## Task statement
Render the material below as a JSON list of strings, one per line, from its first line through the line containing "104,171,136,201". Skip blank lines and leave out the pictures.

## Data for this task
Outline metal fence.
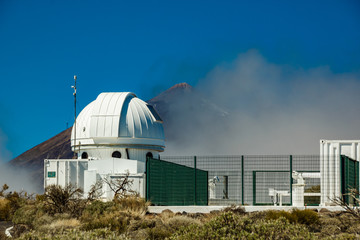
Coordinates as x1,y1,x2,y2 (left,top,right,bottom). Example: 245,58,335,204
161,155,320,205
146,158,208,206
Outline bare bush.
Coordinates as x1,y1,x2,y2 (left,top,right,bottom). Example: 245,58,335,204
44,184,86,217
104,171,136,201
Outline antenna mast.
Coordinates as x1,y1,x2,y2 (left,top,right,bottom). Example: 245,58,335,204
71,75,77,158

## Response to the exercise
[
  "Outline metal fence.",
  "Coordinates as x1,y1,x2,y2 (left,top,right,bottom). Example: 245,58,335,204",
  "161,155,320,205",
  "146,158,208,206",
  "Outline bare bush.",
  "Coordinates as x1,y1,x2,y2 (left,top,right,bottom). Example: 245,58,335,204",
  "44,184,86,217",
  "104,171,136,201"
]